→ Problem to work on: Provide an exact reproduction of every entry.

==== Data to examine ====

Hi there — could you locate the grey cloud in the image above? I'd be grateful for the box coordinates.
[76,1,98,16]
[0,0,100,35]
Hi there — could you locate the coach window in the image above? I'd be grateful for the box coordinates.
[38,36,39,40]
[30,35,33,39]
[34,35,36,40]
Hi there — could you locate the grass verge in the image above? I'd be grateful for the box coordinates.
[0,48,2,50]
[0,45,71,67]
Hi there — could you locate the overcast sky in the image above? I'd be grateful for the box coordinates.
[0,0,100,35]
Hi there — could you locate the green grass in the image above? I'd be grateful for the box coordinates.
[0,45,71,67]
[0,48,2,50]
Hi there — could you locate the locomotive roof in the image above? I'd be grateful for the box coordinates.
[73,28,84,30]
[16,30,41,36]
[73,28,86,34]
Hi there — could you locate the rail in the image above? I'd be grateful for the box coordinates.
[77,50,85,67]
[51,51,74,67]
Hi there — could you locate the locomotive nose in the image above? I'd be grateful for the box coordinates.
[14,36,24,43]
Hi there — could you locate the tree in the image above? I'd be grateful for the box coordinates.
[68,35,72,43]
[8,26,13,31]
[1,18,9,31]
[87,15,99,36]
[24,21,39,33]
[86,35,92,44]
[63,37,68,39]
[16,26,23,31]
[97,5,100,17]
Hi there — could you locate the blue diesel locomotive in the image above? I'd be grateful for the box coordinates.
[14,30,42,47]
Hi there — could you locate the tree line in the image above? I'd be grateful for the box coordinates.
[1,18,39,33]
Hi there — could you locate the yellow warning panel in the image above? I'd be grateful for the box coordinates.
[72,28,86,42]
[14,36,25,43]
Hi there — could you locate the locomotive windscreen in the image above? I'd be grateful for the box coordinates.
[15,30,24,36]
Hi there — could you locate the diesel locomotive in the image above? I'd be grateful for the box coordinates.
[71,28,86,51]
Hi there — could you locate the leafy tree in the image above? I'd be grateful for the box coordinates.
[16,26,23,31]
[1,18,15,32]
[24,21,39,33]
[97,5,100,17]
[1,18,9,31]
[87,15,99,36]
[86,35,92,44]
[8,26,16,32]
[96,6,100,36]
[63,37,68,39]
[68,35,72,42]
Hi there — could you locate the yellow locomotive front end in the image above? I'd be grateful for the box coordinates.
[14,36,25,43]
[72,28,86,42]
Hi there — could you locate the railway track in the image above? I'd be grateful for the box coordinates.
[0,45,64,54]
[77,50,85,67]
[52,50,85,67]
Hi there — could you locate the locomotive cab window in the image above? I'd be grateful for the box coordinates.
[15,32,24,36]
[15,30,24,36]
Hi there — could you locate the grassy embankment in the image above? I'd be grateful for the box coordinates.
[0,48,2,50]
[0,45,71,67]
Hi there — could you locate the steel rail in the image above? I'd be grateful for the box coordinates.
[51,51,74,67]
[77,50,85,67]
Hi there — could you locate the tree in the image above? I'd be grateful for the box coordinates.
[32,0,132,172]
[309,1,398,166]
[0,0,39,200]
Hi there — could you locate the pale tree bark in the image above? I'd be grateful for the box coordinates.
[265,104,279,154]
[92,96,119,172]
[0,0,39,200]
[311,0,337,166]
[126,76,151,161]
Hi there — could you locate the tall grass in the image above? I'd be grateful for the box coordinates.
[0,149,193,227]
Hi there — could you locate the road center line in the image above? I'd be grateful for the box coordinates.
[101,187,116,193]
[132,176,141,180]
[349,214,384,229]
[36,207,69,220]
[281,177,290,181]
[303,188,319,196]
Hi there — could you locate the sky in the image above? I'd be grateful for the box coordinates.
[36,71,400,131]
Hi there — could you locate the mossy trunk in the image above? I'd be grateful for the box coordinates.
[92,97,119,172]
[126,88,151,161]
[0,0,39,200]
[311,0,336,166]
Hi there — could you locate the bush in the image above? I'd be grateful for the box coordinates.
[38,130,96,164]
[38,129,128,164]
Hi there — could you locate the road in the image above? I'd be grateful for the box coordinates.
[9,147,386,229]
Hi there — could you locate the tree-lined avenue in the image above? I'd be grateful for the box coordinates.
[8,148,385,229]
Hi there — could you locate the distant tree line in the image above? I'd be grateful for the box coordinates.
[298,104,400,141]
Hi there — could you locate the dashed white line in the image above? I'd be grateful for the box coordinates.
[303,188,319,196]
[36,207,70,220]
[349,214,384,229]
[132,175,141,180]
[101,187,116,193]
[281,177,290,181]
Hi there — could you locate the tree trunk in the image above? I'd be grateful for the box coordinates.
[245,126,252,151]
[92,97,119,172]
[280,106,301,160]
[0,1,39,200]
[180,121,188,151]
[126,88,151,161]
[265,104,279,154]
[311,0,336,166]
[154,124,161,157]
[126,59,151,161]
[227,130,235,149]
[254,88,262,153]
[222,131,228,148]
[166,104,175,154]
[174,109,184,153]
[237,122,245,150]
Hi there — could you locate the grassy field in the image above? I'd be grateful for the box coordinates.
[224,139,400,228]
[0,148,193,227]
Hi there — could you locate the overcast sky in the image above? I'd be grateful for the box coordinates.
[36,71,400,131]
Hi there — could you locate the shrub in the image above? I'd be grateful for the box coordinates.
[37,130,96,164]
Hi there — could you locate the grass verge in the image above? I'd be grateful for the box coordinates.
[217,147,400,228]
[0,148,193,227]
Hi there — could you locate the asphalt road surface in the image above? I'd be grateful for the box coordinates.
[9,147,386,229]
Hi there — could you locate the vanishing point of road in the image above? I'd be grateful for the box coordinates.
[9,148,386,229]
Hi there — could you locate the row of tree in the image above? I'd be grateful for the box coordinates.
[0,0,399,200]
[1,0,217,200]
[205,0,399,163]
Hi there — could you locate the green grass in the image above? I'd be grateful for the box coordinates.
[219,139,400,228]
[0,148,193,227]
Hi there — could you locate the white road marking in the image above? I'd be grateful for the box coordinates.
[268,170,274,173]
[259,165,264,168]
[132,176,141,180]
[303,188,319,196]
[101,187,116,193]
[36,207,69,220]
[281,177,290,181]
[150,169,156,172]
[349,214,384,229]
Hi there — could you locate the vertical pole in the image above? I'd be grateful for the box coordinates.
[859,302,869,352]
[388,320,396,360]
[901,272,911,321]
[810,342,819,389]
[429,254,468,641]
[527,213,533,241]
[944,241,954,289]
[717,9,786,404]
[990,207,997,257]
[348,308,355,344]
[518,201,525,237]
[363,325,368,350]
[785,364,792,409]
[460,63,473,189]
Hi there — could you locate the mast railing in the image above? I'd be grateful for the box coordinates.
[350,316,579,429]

====

→ Exercise answer:
Hi there — could you locate the grey cloud in the image above? I'd be grateful for the box coordinates.
[76,1,98,16]
[0,0,100,35]
Hi there — could you locate the coach window in the image above? I'd be grateful for the box coordinates.
[38,36,39,40]
[30,35,33,39]
[34,35,36,40]
Hi there — could you locate the grass verge in the image above? I'd be grateful for the box coordinates.
[0,48,2,50]
[0,45,71,67]
Hi there — could you locate the overcast sky in the image above? I'd be grateful for the box coordinates.
[0,0,100,35]
Hi there — could you locate the green grass in the image above? I'd be grateful for the box coordinates.
[0,45,71,67]
[0,48,2,50]
Hi there — could you locate the locomotive roof in the image above? I'd be grateful for the box coordinates.
[73,28,84,30]
[16,30,41,36]
[73,28,86,34]
Hi there — could you locate the rail in the image above? I'd be grateful for the box coordinates.
[77,50,85,67]
[51,51,74,67]
Hi there — could you locate the locomotive nose in the image above? I'd be grateful for the box coordinates.
[14,36,24,43]
Hi there — could you locate the tree in the image above? I'd be grateful for the box coordinates.
[68,35,72,43]
[8,26,13,31]
[1,18,9,31]
[87,15,99,36]
[24,21,39,33]
[86,35,92,44]
[63,37,68,39]
[16,26,23,31]
[97,5,100,17]
Hi there — could you locate the blue diesel locomotive in the image above? I'd be grateful for the box coordinates.
[14,30,42,47]
Hi there — could you locate the tree line in the image above? I'd be grateful for the box coordinates.
[1,18,39,33]
Hi there — could you locate the yellow warning panel in the image above? I'd be grateful for the box coordinates.
[72,28,86,42]
[14,36,25,43]
Hi there — could you locate the locomotive windscreen in the image above? I'd be grateful for the box coordinates.
[15,30,24,36]
Hi there — could you locate the diesel locomotive in the image above? I'd be grateful for the box coordinates.
[71,28,86,51]
Hi there — could you locate the leafy tree in the image above? I'd be grateful for the box coordinates.
[16,26,23,31]
[1,18,15,32]
[24,21,39,33]
[97,5,100,17]
[1,18,9,31]
[87,15,99,36]
[86,35,92,44]
[8,26,16,32]
[96,6,100,36]
[63,37,68,39]
[68,35,72,42]
Hi there — could you locate the yellow locomotive front end in the image above? I'd be grateful for the box coordinates.
[14,36,25,43]
[72,28,86,42]
Hi there — could you locate the railway track in the image above? I'd be grateful for the box coordinates.
[0,45,64,54]
[77,50,85,67]
[52,50,85,67]
Hi there — could you locate the locomotive cab window in the image above? I'd be grateful for the box coordinates.
[15,32,24,36]
[15,30,24,36]
Hi there — could you locate the grassy embankment in the image above? I'd be grateful for the box coordinates.
[0,48,2,50]
[0,45,71,67]
Hi there — could you locate the steel rail in the image above? I'd be grateful for the box coordinates.
[51,51,74,67]
[77,50,85,67]
Hi there — could you locate the tree in the image above? I'd be grateful for the box coordinates.
[32,0,132,172]
[309,1,398,166]
[0,0,39,200]
Hi there — could you locate the pale tree bark in the image above? I'd be grateful for the box coordinates.
[265,104,279,154]
[92,96,119,172]
[0,0,39,200]
[311,0,337,166]
[126,76,151,161]
Hi there — could you locate the tall grass in the image above? I'd be grateful for the box coordinates.
[0,149,193,227]
Hi there — could you locate the road center line in the image above? I'd be grateful for the box coordinates.
[101,187,116,193]
[132,176,141,180]
[349,214,384,229]
[36,207,69,220]
[281,177,290,181]
[303,188,319,196]
Hi there — could you locate the sky in the image above? I'd be grateful for the box coordinates.
[36,71,400,131]
Hi there — could you locate the mossy trunk in the image above? I'd be grateful for the box coordinates.
[92,97,119,172]
[126,88,151,161]
[0,0,39,200]
[311,0,336,166]
Hi there — could you locate the bush in the image above? I'd be grateful for the box coordinates.
[38,130,96,164]
[38,129,128,164]
Hi there — could you locate the road in the image above? I'd be grateful for the box coordinates.
[9,147,386,229]
Hi there — could you locate the tree-lined avenue in the image above? I'd be grateful for the box coordinates.
[8,148,385,229]
Hi there — could you locate the distant tree line in the image above? I'd be grateful for the box coordinates.
[298,104,400,141]
Hi there — could you locate the dashed white line in the image above? I'd be grateful for the box coordinates.
[303,188,319,196]
[36,207,70,220]
[349,214,384,229]
[132,175,141,180]
[101,187,116,193]
[281,177,290,181]
Hi there — could you locate the tree trunk in the image above? I'd be grateful for the box coordinates.
[245,126,252,151]
[92,97,119,172]
[280,106,301,160]
[0,1,39,200]
[180,121,188,151]
[126,88,151,161]
[265,104,279,154]
[311,0,336,166]
[154,124,161,157]
[126,59,151,161]
[227,130,235,149]
[254,88,262,153]
[222,131,228,148]
[166,104,175,154]
[174,109,184,153]
[237,122,245,150]
Hi there — could you locate the grassy field in the image above? I'd be grateful for the box coordinates.
[224,139,400,228]
[0,148,193,227]
Hi there — could you locate the overcast sky in the image above? I'd be grateful for the box coordinates.
[36,71,400,131]
Hi there — could you locate the shrub in the image above? I'd be grateful for the box coordinates.
[37,130,96,164]
Hi there — could you locate the grass verge in the image above? I'd be grateful for the box coordinates.
[217,147,400,228]
[0,148,193,227]
Hi there — could you locate the asphalt road surface in the image above? I'd be grateful for the box coordinates.
[9,147,386,229]
Hi there — could you locate the vanishing point of road in the image above? I'd be grateful for the box coordinates.
[9,148,386,229]
Hi there — could you locate the row of tree in the image above? I'd be grateful for the box coordinates.
[0,0,399,200]
[1,0,217,200]
[205,0,399,163]
Hi there — could you locate the green grass in the image above? I'd be grateful for the box coordinates.
[219,139,400,228]
[0,148,193,227]
Hi there — could you locate the white road marking in the image above? I'd be grateful for the box coordinates.
[268,170,274,173]
[259,165,264,168]
[132,176,141,180]
[303,188,319,196]
[101,187,116,193]
[36,207,69,220]
[281,177,290,181]
[150,169,156,172]
[349,214,384,229]
Hi there — could you locate the vertical pole in the image above? I'd be grateful for the box coordinates.
[859,302,869,352]
[388,320,396,360]
[901,272,911,321]
[810,342,819,389]
[429,254,468,641]
[527,213,533,241]
[944,241,954,289]
[717,9,786,404]
[990,207,997,257]
[348,308,355,344]
[518,201,525,237]
[363,325,368,350]
[785,364,792,409]
[460,63,473,189]
Hi there — could you locate the mast railing in the image above? I'd be grateful for the box coordinates.
[350,316,579,429]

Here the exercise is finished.